There are a few simple steps to follow when applying for a business Schengen visa:
- Check at which Embassy/Consulate you need to apply. In order to file your business visa application at the right place, you will need to know which country should issue you a business visa (if you are planning to visit more than one Schengen state). Then you need to check, what body of that particular country handles visa applications or whether it has outsourced visa submission to another party.
- Schedule an appointment at the embassy / consulate / visa center.
- Attend the visa interview. Take all of the required documents for business visa with you.
- Wait for a response. In the meantime, the embassy will process your visa, which will go through EU security systems as Visa Information System and Schengen Information System.
When to Apply for a Business Schengen Visa?
The earliest time to apply for a Business visa is three months before your planned trip and the latest is at most 15 working days before your intend to travel to Europe for business purposes.
The best time to apply for a Business Schengen visa is at least three weeks before your business trip to Europe.
How Long is the Business Schengen Visa valid for?

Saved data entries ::
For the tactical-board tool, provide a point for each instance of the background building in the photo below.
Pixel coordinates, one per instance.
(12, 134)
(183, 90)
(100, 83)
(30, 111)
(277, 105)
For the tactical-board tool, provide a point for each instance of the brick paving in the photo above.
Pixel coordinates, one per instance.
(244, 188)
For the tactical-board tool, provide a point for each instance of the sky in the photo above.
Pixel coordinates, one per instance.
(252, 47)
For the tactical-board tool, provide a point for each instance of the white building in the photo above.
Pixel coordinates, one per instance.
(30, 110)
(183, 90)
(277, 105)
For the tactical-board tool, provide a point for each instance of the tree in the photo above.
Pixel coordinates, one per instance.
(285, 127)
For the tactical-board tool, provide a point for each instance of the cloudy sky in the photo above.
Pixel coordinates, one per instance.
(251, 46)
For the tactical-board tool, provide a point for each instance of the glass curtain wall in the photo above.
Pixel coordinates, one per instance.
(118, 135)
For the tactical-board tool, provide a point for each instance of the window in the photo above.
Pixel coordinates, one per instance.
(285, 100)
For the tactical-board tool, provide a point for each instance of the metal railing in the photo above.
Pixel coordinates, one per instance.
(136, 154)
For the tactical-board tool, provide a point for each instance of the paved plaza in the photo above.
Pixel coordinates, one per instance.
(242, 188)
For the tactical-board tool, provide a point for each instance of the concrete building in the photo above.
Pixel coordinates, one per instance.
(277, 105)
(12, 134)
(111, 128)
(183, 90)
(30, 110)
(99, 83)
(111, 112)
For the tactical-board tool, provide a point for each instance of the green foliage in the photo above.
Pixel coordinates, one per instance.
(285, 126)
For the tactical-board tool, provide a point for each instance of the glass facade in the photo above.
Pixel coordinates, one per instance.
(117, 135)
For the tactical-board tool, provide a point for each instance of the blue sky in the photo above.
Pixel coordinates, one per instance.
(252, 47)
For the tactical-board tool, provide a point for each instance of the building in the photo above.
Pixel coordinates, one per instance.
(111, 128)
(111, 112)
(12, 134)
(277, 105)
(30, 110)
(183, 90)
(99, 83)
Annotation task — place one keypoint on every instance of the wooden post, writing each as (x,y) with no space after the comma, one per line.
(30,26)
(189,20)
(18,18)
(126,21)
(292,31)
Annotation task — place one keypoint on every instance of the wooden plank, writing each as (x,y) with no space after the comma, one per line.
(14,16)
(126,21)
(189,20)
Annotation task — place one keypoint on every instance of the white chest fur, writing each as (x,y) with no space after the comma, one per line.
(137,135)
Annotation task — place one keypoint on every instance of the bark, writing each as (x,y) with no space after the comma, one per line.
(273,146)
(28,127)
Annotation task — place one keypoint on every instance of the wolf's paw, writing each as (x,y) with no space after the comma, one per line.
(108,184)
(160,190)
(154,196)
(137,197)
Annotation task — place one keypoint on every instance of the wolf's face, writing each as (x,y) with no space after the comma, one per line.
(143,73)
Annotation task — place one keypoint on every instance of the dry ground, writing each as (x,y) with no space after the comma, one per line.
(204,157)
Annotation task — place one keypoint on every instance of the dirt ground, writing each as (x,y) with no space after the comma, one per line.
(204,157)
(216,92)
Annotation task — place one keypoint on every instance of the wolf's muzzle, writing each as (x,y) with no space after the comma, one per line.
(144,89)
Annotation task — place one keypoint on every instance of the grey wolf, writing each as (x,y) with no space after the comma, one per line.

GIVEN EXERCISE 1 :: In the passage on business Schengen visas, what is the earliest time before a planned trip that someone can apply?
GIVEN EXERCISE 2 :: Go on with the passage on applying for a business Schengen visa from its last line.

EXERCISE RESPONSE 1 :: Three months before the planned trip.

EXERCISE RESPONSE 2 ::
Business visa is commonly valid for stays no more than 90 days. If you will be traveling a lot and not only in one Schengen country it’s recommendable to fill in the “multiple entry” gap in the application form. This way you will be able to enter and leave Schengen Zone as you please for the amount of time allowed on your visa issued.
Please, make sure to understand carefully the labels attached to the business visa sticker, including the period it permits you to remain in Europe, otherwise, there can be consequences to overstaying Business Schengen visa.
How Long Does it Take to Get a Business Schengen Visa?
On average, the processing time for a Business Schengen visa is 10 business days. Within this period, the applicant will be informed whether the Business Schengen visa has been granted or rejected.
However, depending on the situation, processing time for a Business visa to Europe might take up longer if there is something extraordinary with the individual case or any political situation is on the go.
What is the Schengen Agreement?
The Schengen Agreement signed on June 14, 1985, is a treaty that led most of the European countries towards abolishment of their national borders, to build a Europe without borders known as “Schengen Area”. Signed in Luxemburg, initially by only five EU countries, the agreement remains one of the world’s biggest areas that have ended border control between member countries.
History of the Schengen Agreement
The concept for free movement between the European countries is very old and it can be found through the middle ages. Whereas, in modern times this idea was discoursed ever since Europe suffered detriment resulted from the 2nd World War. However, concrete actions in this regard only took place during 80s, as the Europe was stuck inside an everlasting debate of two opposing fragments: the one that was supporting the idea of free Europe with no internal border checks amongst countries, and the other part that was absolutely against it.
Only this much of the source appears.